» **BRIEF**:
Give the records back in full, exactly as they read.

» **PROVIDED DATA**:

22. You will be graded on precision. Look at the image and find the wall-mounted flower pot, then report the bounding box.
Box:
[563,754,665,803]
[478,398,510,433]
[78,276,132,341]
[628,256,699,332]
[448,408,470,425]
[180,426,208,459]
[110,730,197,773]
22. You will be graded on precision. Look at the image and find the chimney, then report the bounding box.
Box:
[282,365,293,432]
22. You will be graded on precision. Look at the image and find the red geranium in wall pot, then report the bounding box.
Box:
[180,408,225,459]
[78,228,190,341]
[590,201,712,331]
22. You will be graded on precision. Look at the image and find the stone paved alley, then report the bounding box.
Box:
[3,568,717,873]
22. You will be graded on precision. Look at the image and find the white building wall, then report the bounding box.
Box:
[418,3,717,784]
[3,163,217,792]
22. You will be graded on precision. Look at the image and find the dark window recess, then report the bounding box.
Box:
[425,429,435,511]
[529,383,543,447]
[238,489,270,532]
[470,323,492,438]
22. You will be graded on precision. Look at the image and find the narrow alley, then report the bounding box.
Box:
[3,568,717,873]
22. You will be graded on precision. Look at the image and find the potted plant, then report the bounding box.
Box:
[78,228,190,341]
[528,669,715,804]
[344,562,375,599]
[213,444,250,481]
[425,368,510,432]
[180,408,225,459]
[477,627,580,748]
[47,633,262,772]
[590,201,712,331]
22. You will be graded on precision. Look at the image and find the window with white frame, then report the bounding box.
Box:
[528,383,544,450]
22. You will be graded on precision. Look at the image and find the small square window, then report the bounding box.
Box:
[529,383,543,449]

» **OUTPUT BELOW**:
22. You will be graded on precision. Look at the image and find the wall-mounted flower pot, then report the bounding box.
Box:
[563,754,665,803]
[478,398,510,433]
[78,276,132,341]
[628,256,699,332]
[448,408,470,425]
[180,426,208,459]
[110,730,197,773]
22. You will be graded on precision. Look at the image and find the chimney, then report the bounding box.
Box:
[282,365,293,432]
22. You will be graded on precision. Look at the image and find the red geranium in wall pot, then report the bounding box.
Box:
[180,408,225,459]
[78,228,190,341]
[590,201,712,331]
22. You will be graded on precision. Look at the image and find the stone paved alley, then report the bounding box.
Box:
[3,568,717,873]
22. You will be graded on precision. Look at the image and find the white building wall, then report the bounding box.
Box:
[418,3,717,784]
[3,163,217,792]
22. You will be graded on precision. Look at the image and find the dark window recess, then report the bounding box.
Box:
[425,429,435,511]
[529,383,543,447]
[238,489,270,532]
[470,323,492,438]
22. You will be graded on precision. Look at the image and find the narrow alley, then report the bounding box.
Box:
[3,568,717,873]
22. You will be graded on precision. Look at the image and find the potted plant, then report the bounding box.
Box:
[78,228,190,341]
[528,669,715,804]
[344,562,375,599]
[213,444,250,481]
[425,368,510,432]
[180,408,225,459]
[477,627,580,748]
[47,633,262,772]
[590,201,712,331]
22. You will be graded on precision. Look at the image and find the window with white frame, then report the bounding box.
Box:
[528,383,544,450]
22. You will be graded on precision. Look at the image and find the small square window, then report the bounding box.
Box:
[529,383,543,449]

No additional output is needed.